### INSTRUCTIONS FOR THE TASK
Your output must be a faithful copy of the listing underneath.

### DATA UNDER STUDY
--
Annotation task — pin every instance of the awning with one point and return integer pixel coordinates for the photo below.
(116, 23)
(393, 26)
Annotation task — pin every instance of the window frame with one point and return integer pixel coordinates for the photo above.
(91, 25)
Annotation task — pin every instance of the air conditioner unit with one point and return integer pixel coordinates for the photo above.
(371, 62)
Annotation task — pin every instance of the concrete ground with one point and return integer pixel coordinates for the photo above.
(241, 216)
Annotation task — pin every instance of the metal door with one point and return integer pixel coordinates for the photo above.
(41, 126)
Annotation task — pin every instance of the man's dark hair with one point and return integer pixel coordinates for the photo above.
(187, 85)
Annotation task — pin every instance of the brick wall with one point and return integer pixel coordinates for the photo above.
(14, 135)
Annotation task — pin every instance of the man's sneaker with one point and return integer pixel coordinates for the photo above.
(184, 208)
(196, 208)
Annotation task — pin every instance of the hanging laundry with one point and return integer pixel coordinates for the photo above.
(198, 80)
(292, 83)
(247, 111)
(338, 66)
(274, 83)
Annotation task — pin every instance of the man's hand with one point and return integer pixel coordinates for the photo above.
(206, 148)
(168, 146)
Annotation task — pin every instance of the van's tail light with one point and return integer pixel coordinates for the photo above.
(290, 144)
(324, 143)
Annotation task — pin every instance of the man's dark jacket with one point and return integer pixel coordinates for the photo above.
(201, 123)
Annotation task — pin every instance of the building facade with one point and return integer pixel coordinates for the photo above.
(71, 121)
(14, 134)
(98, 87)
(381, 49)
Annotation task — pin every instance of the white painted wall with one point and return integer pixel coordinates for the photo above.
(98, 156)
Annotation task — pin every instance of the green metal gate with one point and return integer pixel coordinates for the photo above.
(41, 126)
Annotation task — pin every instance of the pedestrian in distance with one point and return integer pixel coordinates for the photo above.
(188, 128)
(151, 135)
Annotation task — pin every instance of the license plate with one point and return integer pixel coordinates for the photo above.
--
### RESULT OF THIS EXERCISE
Annotation task — pin every instance of the awning with one point and return integer pixel coordinates for the photo below.
(116, 23)
(393, 26)
Annotation task — pin every instance of the window frame with one point and return integer pixel coordinates for the photo above.
(91, 25)
Annotation task — pin every instance of the air conditioner unit with one point and return integer pixel coordinates for the photo above.
(371, 62)
Annotation task — pin every instance of the concrete ground with one point and return integer pixel coordinates for the photo above.
(241, 216)
Annotation task — pin every instance of the metal door with one point and return integer pixel coordinates for the photo above.
(41, 126)
Annotation task — pin every instance of the man's dark hair with one point and return integer pixel coordinates for the photo above.
(187, 85)
Annotation task — pin every instance of the brick wall with one point and return integer pixel coordinates for the photo above.
(14, 135)
Annotation task — pin every instance of the man's sneaker with one point and return integer pixel coordinates for the photo above.
(184, 208)
(196, 208)
Annotation task — pin every instance of the hanging laundry with one point and return integer pixel coordinates for the photo above.
(198, 80)
(292, 83)
(247, 111)
(338, 66)
(274, 83)
Annotation task — pin every instance of the man's hand with one point and return integer pixel coordinates for the photo above.
(206, 148)
(168, 146)
Annotation task — pin every instance of the van's tail light with one point and return integer pixel coordinates for the photo above.
(290, 144)
(324, 143)
Annotation task — pin every instance of the man's dark jacket with one point and return integer pixel coordinates for the photo above.
(201, 123)
Annotation task — pin every instance of the building facade with one point and return integer pixel coordinates for the photo above.
(71, 121)
(14, 134)
(98, 87)
(381, 49)
Annotation task — pin every instance of the white painted wall with one point and return integer pixel coordinates for the photo above.
(98, 156)
Annotation task — pin every instance of the green metal gate with one point and return integer pixel coordinates for the photo above.
(41, 126)
Annotation task — pin every instance of the pedestrian in distance with one point and return integer pixel coordinates for the photo above.
(188, 128)
(151, 135)
Annotation task — pin every instance of the license plate with one point and return integer pixel coordinates for the photo above.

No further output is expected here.